Problem statement
Whenever the word "brown" turns up in a line of the data below, copy that line.

Given records below:

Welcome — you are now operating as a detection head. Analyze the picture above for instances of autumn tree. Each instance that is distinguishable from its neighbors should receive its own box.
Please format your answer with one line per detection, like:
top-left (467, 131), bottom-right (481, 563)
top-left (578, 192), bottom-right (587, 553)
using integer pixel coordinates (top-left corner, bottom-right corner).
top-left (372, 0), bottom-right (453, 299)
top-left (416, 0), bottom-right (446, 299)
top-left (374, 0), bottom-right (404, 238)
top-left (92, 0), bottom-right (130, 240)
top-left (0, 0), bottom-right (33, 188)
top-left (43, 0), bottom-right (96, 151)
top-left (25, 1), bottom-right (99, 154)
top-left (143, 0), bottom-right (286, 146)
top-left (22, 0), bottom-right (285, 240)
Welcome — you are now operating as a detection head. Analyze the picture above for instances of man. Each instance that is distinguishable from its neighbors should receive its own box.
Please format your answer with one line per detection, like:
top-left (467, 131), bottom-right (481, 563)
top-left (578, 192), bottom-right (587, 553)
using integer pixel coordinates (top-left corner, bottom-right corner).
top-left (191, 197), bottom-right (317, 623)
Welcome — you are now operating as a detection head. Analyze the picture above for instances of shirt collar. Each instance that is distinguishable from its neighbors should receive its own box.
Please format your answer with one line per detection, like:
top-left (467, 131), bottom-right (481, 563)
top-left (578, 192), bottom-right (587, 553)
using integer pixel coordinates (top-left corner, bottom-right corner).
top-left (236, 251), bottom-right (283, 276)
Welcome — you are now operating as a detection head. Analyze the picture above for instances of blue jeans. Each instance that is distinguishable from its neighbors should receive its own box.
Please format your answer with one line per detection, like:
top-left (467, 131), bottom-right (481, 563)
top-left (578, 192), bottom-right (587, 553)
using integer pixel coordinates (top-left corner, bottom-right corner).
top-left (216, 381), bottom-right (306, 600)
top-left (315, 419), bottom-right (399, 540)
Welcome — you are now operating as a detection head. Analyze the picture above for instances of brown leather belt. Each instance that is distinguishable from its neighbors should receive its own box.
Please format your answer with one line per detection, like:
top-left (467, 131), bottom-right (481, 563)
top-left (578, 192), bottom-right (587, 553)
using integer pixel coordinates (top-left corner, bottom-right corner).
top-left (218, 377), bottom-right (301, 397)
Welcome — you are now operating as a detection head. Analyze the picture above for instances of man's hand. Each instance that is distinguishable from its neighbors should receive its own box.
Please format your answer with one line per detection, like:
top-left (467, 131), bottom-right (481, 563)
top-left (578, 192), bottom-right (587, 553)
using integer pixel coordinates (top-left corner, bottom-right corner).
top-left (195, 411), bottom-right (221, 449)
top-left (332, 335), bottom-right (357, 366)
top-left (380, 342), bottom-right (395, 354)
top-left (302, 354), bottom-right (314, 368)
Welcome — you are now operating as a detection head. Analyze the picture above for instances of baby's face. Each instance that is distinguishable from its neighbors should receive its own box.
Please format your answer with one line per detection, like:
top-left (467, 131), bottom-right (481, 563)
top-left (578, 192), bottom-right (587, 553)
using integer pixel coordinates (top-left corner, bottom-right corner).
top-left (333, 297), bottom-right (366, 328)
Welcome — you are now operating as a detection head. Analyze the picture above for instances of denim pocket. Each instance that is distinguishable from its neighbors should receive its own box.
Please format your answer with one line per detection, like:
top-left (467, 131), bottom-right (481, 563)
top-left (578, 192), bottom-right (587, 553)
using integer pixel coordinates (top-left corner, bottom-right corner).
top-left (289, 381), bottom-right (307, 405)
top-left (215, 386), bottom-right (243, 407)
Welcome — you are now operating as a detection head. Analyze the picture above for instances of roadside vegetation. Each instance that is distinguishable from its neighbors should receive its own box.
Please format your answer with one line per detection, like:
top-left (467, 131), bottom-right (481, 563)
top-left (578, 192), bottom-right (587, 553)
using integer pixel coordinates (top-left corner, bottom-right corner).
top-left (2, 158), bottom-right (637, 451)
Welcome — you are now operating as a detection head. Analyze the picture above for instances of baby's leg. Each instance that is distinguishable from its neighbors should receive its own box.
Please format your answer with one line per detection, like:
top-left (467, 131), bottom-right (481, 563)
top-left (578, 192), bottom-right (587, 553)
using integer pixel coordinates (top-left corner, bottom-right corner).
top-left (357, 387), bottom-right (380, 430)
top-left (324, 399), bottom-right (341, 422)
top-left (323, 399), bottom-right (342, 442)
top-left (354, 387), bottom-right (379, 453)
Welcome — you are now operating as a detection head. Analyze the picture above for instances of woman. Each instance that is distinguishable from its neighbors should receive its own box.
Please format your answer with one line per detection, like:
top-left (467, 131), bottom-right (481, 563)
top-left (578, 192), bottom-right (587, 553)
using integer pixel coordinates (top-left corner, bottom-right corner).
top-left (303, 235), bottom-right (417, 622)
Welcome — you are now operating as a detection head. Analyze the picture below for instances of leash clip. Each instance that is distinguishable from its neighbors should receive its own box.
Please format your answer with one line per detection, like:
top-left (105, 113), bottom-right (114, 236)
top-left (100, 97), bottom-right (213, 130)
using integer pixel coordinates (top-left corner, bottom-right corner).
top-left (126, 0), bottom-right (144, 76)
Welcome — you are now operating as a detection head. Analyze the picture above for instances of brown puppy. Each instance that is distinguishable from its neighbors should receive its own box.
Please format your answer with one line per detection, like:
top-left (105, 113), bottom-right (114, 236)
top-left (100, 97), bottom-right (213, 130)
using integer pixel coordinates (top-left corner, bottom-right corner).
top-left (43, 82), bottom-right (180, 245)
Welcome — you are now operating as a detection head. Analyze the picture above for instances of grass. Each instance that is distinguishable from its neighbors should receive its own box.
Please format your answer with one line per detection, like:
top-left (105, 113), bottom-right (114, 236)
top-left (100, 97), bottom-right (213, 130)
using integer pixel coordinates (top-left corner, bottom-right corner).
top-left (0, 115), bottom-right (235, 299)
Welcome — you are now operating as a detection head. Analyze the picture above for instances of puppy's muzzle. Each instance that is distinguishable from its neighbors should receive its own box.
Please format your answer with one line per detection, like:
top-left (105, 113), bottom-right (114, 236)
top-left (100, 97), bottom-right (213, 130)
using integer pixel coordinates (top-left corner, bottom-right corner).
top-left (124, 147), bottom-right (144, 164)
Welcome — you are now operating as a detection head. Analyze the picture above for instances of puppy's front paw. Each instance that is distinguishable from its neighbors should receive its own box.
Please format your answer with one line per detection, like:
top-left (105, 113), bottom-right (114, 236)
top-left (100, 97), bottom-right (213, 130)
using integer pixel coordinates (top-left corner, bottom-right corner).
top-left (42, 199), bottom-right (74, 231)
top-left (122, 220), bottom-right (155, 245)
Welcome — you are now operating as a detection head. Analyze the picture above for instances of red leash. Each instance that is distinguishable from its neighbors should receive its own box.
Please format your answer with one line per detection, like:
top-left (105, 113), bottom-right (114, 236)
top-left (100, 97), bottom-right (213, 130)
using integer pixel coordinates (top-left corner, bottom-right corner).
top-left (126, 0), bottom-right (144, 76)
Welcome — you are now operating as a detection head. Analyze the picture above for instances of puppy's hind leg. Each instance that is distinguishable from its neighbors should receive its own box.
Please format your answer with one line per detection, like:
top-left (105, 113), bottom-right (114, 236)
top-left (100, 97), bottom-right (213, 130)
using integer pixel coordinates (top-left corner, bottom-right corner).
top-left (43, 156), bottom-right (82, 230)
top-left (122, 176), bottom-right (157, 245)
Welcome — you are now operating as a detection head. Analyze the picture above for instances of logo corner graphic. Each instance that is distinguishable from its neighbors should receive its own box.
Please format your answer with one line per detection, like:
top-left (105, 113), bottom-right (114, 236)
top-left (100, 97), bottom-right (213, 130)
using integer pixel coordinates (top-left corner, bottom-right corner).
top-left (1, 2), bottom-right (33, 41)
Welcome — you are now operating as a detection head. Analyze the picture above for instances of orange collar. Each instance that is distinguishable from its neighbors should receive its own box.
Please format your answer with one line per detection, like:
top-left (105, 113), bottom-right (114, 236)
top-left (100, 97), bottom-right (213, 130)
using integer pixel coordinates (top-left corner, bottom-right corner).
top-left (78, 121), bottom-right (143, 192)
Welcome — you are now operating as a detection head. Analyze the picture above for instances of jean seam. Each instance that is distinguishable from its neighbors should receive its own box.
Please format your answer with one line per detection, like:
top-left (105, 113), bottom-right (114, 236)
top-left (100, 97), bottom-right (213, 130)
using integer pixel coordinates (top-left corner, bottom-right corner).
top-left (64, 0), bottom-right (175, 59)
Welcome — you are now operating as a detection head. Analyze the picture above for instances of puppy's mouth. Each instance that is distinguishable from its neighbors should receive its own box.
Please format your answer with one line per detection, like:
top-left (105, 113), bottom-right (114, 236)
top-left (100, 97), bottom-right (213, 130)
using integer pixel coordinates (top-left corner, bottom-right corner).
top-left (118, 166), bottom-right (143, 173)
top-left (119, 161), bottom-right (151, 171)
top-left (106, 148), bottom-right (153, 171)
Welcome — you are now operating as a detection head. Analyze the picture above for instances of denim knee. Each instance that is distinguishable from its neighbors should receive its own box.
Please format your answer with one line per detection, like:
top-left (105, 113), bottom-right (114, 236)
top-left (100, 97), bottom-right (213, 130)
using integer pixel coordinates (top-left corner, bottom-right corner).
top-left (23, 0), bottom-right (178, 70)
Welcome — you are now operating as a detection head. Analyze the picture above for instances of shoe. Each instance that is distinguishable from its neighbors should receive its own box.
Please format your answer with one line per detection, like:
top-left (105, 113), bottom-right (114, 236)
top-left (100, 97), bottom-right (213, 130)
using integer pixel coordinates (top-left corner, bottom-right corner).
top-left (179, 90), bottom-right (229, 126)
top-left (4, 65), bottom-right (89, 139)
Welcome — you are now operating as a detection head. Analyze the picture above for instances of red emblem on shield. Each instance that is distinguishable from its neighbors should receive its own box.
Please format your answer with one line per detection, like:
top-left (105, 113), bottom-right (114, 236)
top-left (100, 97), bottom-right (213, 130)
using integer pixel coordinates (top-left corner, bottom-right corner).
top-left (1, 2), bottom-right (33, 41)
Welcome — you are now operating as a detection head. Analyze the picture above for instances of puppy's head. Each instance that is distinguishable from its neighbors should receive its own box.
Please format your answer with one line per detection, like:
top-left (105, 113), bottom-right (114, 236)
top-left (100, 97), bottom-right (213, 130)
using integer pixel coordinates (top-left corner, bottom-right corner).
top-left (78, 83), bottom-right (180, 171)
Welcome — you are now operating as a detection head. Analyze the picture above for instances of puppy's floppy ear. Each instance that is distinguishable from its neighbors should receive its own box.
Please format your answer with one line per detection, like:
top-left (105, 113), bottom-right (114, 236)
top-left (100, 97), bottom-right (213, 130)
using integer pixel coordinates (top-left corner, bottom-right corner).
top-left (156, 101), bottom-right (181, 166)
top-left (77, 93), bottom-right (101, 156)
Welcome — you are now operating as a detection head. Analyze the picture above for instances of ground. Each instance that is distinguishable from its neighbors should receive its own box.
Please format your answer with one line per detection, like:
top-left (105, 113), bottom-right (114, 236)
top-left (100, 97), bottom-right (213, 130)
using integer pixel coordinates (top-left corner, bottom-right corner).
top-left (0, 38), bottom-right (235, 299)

End of Given records.

Response area
Welcome — you are now operating as a detection head. Analyze the picture above for instances of brown leather belt. Each instance that is distinguishable from its neighbors should receive its own box.
Welcome — you are now operating as a detection head. Analyze the picture above for instances of brown puppy. Each instance that is distinguishable from its neighbors should receive its own box.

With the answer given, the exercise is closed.